■ Data for this task:
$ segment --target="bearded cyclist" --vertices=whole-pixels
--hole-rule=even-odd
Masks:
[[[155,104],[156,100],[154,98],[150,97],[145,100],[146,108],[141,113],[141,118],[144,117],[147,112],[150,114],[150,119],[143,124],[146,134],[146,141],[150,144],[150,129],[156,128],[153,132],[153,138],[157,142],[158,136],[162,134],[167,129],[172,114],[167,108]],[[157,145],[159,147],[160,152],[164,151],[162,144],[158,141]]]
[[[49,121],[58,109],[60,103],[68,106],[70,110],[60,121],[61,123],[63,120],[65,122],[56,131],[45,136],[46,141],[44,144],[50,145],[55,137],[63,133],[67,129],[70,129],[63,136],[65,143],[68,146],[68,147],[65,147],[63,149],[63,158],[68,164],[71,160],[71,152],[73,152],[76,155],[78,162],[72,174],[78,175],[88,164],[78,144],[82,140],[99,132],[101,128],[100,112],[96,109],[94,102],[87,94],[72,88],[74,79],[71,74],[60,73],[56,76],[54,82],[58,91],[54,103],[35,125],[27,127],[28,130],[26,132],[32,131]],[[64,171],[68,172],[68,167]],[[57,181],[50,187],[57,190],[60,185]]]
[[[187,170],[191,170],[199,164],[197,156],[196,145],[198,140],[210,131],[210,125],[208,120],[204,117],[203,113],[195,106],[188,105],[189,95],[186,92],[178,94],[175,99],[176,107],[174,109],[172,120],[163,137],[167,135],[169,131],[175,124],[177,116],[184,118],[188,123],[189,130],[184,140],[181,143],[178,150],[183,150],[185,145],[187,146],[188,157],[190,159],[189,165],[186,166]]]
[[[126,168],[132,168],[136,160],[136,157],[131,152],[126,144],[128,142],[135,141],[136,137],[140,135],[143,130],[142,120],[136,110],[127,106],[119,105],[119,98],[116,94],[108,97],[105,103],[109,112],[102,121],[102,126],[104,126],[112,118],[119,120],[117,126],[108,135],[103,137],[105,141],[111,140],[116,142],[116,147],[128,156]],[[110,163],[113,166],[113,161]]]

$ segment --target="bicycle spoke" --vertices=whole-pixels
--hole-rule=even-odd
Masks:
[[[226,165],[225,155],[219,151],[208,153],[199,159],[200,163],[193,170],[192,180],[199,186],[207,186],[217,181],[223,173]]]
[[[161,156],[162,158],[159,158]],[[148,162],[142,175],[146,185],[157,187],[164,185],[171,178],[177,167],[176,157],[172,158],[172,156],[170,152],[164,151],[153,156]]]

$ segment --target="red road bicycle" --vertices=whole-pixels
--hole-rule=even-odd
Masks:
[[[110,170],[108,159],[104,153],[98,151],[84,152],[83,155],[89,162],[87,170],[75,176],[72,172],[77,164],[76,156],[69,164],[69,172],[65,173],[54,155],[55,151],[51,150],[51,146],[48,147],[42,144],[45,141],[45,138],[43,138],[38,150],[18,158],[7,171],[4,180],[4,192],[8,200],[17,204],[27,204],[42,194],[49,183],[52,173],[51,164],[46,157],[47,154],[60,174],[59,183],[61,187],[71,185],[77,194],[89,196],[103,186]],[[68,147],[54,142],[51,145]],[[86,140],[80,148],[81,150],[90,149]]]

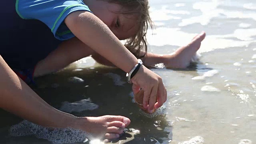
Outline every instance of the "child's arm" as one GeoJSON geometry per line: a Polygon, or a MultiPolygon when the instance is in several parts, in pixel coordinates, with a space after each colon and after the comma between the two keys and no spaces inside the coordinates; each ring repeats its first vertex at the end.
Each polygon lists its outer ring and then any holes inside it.
{"type": "MultiPolygon", "coordinates": [[[[65,22],[76,36],[84,44],[114,64],[128,72],[137,64],[138,59],[116,37],[101,20],[92,13],[84,11],[73,12],[68,15],[65,22]]],[[[136,88],[144,91],[144,106],[152,111],[166,101],[166,90],[161,77],[144,66],[132,79],[136,88]],[[158,95],[158,102],[155,104],[158,95]]]]}
{"type": "Polygon", "coordinates": [[[43,126],[66,128],[74,116],[44,102],[15,74],[0,55],[0,108],[43,126]]]}

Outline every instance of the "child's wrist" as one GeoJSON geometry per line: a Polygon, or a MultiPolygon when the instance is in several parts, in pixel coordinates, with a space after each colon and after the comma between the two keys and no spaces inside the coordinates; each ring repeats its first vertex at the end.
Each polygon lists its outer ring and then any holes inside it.
{"type": "Polygon", "coordinates": [[[126,77],[127,78],[127,82],[129,84],[132,84],[131,82],[131,79],[133,77],[136,73],[138,72],[140,66],[142,65],[143,62],[141,60],[138,59],[138,63],[132,68],[130,72],[126,73],[126,77]]]}

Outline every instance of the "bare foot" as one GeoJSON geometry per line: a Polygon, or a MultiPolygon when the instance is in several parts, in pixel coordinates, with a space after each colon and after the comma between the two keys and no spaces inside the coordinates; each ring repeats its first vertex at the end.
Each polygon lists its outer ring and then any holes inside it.
{"type": "Polygon", "coordinates": [[[191,59],[200,48],[201,42],[205,38],[205,32],[202,32],[195,36],[186,46],[182,46],[176,51],[167,56],[168,60],[164,63],[167,67],[185,68],[189,65],[191,59]]]}
{"type": "Polygon", "coordinates": [[[118,138],[130,122],[129,118],[120,116],[83,117],[79,120],[75,128],[88,132],[94,138],[103,138],[105,141],[118,138]]]}

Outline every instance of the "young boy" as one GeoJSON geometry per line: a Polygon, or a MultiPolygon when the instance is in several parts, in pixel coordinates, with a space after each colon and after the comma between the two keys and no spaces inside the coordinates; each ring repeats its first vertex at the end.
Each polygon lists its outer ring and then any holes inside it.
{"type": "MultiPolygon", "coordinates": [[[[8,6],[0,10],[6,22],[0,26],[5,36],[0,50],[1,107],[43,126],[72,127],[106,139],[119,137],[130,120],[116,116],[78,118],[60,112],[43,101],[21,78],[29,82],[33,77],[59,70],[90,55],[99,63],[113,64],[129,73],[138,59],[128,49],[142,58],[146,65],[163,62],[184,68],[205,36],[201,33],[172,54],[145,54],[145,36],[150,22],[147,0],[6,2],[8,6]],[[127,48],[119,40],[125,39],[127,48]]],[[[131,81],[134,93],[140,88],[144,90],[144,106],[149,112],[166,100],[162,78],[143,65],[131,81]]]]}

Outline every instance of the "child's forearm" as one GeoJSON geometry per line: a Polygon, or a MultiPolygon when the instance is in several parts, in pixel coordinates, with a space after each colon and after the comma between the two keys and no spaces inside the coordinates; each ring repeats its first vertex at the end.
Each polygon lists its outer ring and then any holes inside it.
{"type": "Polygon", "coordinates": [[[72,12],[65,22],[76,37],[125,72],[130,72],[137,64],[136,57],[106,24],[91,13],[72,12]]]}
{"type": "Polygon", "coordinates": [[[0,108],[46,126],[70,126],[76,118],[44,102],[18,78],[0,56],[0,108]]]}
{"type": "Polygon", "coordinates": [[[147,53],[145,56],[142,58],[143,62],[147,66],[152,66],[159,63],[164,64],[168,60],[168,55],[156,54],[152,53],[147,53]]]}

■ Task description: Identify each line in the items above that contains the string "vertices", where case counts, and copy every such line in full.

■ Exercise output:
$ segment --target="bearded cyclist" --vertices=whole-pixels
$ segment --target="bicycle spoke" --vertices=whole-pixels
$ segment --target="red road bicycle" --vertices=whole-pixels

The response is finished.